Exercise brief — Give the number of lines in the records that include the word "face", and nothing besides.

Stored records:
■ ■ ■

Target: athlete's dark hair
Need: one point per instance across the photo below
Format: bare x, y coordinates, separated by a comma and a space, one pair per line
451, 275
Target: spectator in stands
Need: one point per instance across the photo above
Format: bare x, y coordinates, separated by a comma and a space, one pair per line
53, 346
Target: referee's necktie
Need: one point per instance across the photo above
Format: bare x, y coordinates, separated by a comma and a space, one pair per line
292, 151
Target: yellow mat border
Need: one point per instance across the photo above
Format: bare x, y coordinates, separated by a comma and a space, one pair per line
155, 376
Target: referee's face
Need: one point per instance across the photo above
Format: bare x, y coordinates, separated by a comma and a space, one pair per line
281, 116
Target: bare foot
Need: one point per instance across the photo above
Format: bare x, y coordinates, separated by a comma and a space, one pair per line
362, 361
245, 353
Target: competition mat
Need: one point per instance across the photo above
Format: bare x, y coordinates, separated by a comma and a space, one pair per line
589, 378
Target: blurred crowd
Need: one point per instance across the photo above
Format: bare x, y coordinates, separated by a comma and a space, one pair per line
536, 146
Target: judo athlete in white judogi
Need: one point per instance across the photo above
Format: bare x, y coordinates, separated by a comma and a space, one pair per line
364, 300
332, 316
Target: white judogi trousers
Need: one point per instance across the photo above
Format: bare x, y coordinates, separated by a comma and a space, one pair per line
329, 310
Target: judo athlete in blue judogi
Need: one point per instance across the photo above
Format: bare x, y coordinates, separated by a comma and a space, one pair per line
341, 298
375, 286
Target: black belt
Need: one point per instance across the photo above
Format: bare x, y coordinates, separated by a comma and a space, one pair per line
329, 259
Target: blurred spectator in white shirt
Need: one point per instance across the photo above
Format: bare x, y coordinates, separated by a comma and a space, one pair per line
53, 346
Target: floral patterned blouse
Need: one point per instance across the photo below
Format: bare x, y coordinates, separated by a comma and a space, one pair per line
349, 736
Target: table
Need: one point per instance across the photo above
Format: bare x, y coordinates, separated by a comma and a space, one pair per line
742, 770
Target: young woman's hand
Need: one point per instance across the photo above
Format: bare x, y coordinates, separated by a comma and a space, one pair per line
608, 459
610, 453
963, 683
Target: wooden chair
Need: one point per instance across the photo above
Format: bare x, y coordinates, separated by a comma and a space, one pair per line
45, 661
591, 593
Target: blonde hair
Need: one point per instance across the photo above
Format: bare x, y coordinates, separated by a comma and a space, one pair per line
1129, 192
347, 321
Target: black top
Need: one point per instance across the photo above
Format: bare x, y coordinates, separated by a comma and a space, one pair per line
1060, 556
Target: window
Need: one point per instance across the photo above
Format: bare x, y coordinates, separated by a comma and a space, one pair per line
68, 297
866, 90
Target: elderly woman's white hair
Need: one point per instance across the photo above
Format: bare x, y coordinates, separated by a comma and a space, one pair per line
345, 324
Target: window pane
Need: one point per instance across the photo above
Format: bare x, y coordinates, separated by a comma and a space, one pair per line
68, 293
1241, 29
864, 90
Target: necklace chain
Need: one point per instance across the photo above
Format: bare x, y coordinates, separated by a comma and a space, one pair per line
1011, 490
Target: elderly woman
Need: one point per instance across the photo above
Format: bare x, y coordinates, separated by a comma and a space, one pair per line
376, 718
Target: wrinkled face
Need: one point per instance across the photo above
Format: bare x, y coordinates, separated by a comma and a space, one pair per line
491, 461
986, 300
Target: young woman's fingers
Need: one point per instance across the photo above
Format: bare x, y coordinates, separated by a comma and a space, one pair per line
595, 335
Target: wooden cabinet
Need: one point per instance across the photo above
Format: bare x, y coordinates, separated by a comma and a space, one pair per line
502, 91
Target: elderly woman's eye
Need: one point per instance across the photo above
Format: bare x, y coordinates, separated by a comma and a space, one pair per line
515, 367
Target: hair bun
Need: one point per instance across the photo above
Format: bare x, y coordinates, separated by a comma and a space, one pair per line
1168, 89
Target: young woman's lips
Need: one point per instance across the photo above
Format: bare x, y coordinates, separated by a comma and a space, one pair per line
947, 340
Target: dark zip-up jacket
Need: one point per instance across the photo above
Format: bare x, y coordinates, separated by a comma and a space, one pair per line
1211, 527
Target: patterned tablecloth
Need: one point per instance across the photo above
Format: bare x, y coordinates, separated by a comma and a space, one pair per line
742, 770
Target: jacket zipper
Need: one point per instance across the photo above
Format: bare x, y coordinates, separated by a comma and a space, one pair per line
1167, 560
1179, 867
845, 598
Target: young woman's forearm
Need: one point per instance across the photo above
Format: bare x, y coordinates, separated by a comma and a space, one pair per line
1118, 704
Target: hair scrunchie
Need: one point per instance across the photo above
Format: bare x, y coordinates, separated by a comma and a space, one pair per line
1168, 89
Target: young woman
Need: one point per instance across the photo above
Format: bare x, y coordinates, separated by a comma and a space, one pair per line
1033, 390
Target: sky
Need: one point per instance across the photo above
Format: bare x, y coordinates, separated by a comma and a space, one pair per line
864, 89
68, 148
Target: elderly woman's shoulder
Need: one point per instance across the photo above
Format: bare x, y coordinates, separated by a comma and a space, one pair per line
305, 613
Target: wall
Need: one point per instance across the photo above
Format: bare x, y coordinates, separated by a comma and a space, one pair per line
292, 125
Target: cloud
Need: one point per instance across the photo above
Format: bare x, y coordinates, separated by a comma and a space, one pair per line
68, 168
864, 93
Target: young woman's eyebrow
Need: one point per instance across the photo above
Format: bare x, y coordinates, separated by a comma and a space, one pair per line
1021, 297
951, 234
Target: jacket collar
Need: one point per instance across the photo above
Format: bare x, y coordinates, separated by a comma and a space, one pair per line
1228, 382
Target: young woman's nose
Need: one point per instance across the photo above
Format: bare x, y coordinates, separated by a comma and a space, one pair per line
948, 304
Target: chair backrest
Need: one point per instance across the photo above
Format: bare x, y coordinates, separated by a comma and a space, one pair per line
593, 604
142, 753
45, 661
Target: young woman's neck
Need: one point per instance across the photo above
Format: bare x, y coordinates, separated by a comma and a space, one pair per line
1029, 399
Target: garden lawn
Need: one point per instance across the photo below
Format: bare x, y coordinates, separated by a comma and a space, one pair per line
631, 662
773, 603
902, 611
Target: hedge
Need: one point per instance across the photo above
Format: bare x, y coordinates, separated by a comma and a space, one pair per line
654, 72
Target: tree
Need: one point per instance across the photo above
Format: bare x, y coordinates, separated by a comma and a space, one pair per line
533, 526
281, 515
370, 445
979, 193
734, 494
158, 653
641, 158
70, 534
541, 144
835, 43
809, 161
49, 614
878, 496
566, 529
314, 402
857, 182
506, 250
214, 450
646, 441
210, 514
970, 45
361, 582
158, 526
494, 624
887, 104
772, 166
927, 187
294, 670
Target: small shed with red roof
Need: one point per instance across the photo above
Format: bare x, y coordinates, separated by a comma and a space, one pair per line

■ ■ ■

Answer — 2